TASK MATERIAL.
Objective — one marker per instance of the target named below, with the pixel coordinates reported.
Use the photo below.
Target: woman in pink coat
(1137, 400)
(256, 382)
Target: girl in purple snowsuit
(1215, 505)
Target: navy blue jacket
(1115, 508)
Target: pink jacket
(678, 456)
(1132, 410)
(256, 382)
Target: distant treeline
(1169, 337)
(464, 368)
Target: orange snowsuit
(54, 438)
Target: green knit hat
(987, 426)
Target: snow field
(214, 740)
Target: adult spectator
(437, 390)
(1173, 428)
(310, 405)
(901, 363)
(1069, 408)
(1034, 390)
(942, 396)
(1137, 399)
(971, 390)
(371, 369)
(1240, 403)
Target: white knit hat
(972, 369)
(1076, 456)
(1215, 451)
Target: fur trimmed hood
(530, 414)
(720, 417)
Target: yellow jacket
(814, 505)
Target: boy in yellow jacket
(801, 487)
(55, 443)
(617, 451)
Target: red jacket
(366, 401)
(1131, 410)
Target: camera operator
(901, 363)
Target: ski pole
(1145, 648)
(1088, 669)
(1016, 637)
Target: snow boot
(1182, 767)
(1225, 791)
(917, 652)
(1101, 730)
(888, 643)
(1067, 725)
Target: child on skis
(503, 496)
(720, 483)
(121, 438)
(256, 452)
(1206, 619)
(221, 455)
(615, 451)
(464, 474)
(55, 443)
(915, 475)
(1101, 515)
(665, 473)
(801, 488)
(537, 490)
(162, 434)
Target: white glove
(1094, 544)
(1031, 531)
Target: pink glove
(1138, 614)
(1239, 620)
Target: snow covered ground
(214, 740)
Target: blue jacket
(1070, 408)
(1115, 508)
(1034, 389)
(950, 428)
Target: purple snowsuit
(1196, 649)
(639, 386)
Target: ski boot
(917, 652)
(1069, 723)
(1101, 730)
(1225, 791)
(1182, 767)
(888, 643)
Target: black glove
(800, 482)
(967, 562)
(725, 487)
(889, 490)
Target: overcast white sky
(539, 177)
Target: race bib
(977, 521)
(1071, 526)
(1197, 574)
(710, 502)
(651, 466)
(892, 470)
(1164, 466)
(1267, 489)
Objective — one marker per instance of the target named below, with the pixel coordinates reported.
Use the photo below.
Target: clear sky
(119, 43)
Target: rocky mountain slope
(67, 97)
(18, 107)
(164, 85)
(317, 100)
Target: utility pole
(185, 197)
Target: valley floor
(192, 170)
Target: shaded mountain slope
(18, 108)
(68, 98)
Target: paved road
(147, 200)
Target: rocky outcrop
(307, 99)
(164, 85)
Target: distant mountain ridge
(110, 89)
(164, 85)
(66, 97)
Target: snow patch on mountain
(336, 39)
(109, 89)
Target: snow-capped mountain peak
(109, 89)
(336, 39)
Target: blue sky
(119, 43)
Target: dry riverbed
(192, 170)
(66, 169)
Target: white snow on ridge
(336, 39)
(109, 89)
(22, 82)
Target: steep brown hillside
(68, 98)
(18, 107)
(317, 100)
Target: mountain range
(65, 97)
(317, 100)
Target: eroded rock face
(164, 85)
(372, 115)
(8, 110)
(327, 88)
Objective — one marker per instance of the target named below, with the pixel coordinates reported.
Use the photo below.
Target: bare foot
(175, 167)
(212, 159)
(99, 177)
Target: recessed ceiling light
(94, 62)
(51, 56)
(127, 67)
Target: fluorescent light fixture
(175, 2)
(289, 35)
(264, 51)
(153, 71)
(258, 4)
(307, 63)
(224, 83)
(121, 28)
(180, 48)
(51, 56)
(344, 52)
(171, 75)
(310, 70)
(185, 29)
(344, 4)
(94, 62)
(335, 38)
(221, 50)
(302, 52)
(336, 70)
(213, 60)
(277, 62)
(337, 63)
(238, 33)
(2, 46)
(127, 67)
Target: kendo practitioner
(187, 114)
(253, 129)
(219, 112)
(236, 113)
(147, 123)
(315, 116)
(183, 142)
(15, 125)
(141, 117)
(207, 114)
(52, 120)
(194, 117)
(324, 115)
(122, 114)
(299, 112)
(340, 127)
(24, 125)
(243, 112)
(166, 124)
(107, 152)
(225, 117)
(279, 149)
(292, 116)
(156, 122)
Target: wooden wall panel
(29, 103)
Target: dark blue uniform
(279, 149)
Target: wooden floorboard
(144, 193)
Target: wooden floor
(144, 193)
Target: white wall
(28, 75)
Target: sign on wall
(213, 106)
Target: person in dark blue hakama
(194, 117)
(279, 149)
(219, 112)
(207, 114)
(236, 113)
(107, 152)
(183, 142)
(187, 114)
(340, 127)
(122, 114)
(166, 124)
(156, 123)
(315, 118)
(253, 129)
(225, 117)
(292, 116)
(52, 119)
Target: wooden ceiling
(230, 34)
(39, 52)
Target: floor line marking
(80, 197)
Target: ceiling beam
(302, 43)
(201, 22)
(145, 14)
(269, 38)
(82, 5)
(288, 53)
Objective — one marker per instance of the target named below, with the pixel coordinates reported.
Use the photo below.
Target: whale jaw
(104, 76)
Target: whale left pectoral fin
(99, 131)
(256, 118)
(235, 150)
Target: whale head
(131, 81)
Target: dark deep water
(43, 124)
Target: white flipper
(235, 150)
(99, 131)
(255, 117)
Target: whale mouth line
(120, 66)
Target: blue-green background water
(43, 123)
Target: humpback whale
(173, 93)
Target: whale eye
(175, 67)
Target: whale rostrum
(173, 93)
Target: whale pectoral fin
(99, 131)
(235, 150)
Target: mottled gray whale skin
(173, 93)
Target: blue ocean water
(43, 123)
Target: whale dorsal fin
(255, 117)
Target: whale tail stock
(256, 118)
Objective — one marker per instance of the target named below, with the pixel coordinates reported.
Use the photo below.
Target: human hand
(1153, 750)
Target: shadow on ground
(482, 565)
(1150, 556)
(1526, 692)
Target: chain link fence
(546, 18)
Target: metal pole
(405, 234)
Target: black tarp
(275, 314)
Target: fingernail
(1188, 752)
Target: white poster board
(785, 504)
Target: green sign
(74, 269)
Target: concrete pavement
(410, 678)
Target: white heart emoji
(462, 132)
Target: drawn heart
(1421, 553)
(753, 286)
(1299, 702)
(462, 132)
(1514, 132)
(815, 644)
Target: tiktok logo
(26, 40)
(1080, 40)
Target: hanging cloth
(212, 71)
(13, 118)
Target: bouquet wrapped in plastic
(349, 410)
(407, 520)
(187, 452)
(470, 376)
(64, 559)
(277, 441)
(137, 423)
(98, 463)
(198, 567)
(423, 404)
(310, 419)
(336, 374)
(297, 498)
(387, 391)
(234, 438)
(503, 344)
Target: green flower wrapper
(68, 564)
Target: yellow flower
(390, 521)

YOUR GOAL.
The listing above is to be transcribed in full, with no line omitted.

TASK SOLUTION.
Objective — one marker per instance of the target named below, with the pixel coordinates reported.
Use the photo below.
Target: woman in pink coat
(1137, 400)
(256, 382)
Target: girl in purple snowsuit
(1215, 505)
Target: navy blue jacket
(1115, 508)
Target: pink jacket
(678, 456)
(1132, 410)
(256, 382)
Target: distant treeline
(1169, 337)
(464, 368)
Target: orange snowsuit
(54, 438)
Target: green knit hat
(987, 426)
Target: snow field
(214, 740)
Target: adult spectator
(437, 390)
(1173, 428)
(310, 405)
(901, 363)
(1069, 408)
(1034, 390)
(942, 396)
(1137, 399)
(971, 390)
(371, 369)
(1240, 403)
Target: white knit hat
(972, 369)
(1076, 456)
(1215, 451)
Target: fur trimmed hood
(530, 414)
(720, 417)
Target: yellow jacket
(814, 505)
Target: boy in yellow jacket
(801, 487)
(55, 443)
(617, 451)
Target: red jacket
(366, 401)
(1131, 410)
Target: camera operator
(901, 363)
Target: ski pole
(1145, 648)
(1088, 669)
(1016, 637)
Target: snow boot
(1182, 767)
(1225, 791)
(917, 652)
(1101, 730)
(888, 643)
(1067, 725)
Target: child on skis
(503, 496)
(720, 483)
(121, 438)
(256, 452)
(1206, 619)
(221, 455)
(615, 451)
(464, 474)
(55, 443)
(915, 475)
(1101, 515)
(665, 473)
(801, 488)
(537, 490)
(162, 434)
Target: white glove
(1094, 544)
(1031, 531)
Target: pink glove
(1138, 614)
(1239, 620)
Target: snow covered ground
(214, 740)
Target: blue jacket
(1070, 408)
(1115, 508)
(1034, 389)
(950, 428)
Target: purple snowsuit
(1196, 649)
(639, 386)
Target: ski boot
(917, 652)
(1069, 723)
(1101, 730)
(1225, 791)
(1182, 767)
(888, 643)
Target: black glove
(800, 482)
(967, 562)
(725, 487)
(889, 490)
Target: overcast white sky
(539, 177)
Target: race bib
(977, 521)
(1071, 526)
(1197, 574)
(710, 502)
(651, 466)
(892, 470)
(1164, 466)
(1267, 489)
Objective — one marker per instance of the target named below, with the pixel coordinates reported.
Use the photo below.
Target: clear sky
(119, 43)
Target: rocky mountain slope
(67, 97)
(18, 107)
(164, 85)
(317, 100)
Target: utility pole
(185, 197)
Target: valley floor
(192, 170)
Target: shaded mountain slope
(18, 108)
(68, 98)
Target: paved road
(147, 200)
Target: rocky outcrop
(307, 99)
(164, 85)
Target: distant mountain ridge
(110, 89)
(164, 85)
(66, 97)
Target: snow patch on mountain
(336, 39)
(109, 89)
Target: snow-capped mountain peak
(109, 89)
(336, 39)
Target: blue sky
(119, 43)
Target: dry riverbed
(192, 170)
(66, 169)
Target: white snow on ridge
(336, 39)
(109, 89)
(22, 82)
Target: steep brown hillside
(68, 98)
(18, 107)
(317, 100)
Target: mountain range
(65, 97)
(317, 100)
Target: eroded rock face
(164, 85)
(372, 115)
(8, 110)
(327, 88)
Objective — one marker per instance of the target named below, with the pixel coordinates reported.
Use the photo below.
Target: bare foot
(175, 167)
(212, 159)
(99, 177)
Target: recessed ceiling light
(94, 62)
(51, 56)
(127, 67)
Target: fluorescent light fixture
(175, 2)
(289, 35)
(264, 51)
(153, 71)
(258, 4)
(307, 63)
(224, 83)
(121, 28)
(180, 48)
(51, 56)
(344, 52)
(171, 75)
(310, 70)
(185, 29)
(344, 4)
(94, 62)
(335, 38)
(221, 50)
(302, 52)
(336, 70)
(213, 60)
(277, 62)
(337, 63)
(238, 33)
(2, 46)
(127, 67)
Target: kendo practitioner
(187, 114)
(253, 129)
(219, 112)
(236, 113)
(147, 123)
(315, 116)
(183, 142)
(15, 125)
(141, 117)
(207, 114)
(52, 120)
(194, 117)
(324, 115)
(122, 114)
(299, 112)
(340, 127)
(24, 125)
(243, 112)
(166, 124)
(107, 152)
(225, 117)
(279, 149)
(292, 116)
(156, 122)
Target: wooden wall panel
(29, 103)
Target: dark blue uniform
(279, 149)
Target: wooden floorboard
(144, 193)
Target: wooden floor
(144, 193)
Target: white wall
(28, 75)
Target: sign on wall
(213, 106)
Target: person in dark blue hakama
(194, 117)
(279, 149)
(219, 112)
(207, 114)
(236, 113)
(107, 152)
(183, 142)
(187, 114)
(340, 127)
(122, 114)
(166, 124)
(156, 123)
(315, 118)
(253, 129)
(225, 117)
(292, 116)
(52, 119)
Target: wooden ceiling
(230, 34)
(39, 52)
Target: floor line marking
(80, 197)
Target: ceiling beam
(302, 43)
(201, 22)
(145, 14)
(269, 38)
(82, 5)
(288, 53)
Objective — one marker per instance of the target named below, with the pixel coordinates reported.
Use the photo below.
Target: whale jaw
(104, 76)
Target: whale left pectoral fin
(99, 131)
(256, 118)
(235, 150)
Target: whale head
(131, 81)
Target: dark deep water
(43, 124)
Target: white flipper
(235, 150)
(99, 131)
(255, 117)
Target: whale mouth line
(120, 66)
Target: blue-green background water
(43, 123)
Target: humpback whale
(173, 93)
Target: whale eye
(175, 67)
Target: whale rostrum
(173, 93)
Target: whale pectoral fin
(99, 131)
(235, 150)
Target: mottled gray whale skin
(173, 93)
Target: blue ocean water
(43, 123)
Target: whale dorsal fin
(255, 117)
Target: whale tail stock
(256, 118)
Objective — one marker per instance of the target named below, with the pixel coordinates reported.
Use the photo below.
Target: human hand
(1153, 750)
Target: shadow on ground
(482, 565)
(1150, 556)
(1526, 692)
Target: chain link fence
(546, 18)
Target: metal pole
(405, 234)
Target: black tarp
(275, 314)
Target: fingernail
(1188, 752)
Target: white poster board
(785, 504)
Target: green sign
(74, 269)
Target: concrete pavement
(410, 678)
Target: white heart emoji
(462, 132)
Target: drawn heart
(1421, 553)
(753, 286)
(1299, 702)
(462, 132)
(1514, 132)
(815, 644)
Target: tiktok logo
(26, 40)
(1080, 40)
Target: hanging cloth
(212, 71)
(13, 118)
Target: bouquet wrapped in plastic
(349, 410)
(407, 520)
(187, 452)
(470, 376)
(64, 559)
(277, 441)
(137, 423)
(98, 463)
(198, 567)
(423, 404)
(310, 419)
(336, 374)
(297, 498)
(387, 391)
(234, 438)
(503, 344)
Target: green flower wrapper
(68, 564)
Target: yellow flower
(390, 521)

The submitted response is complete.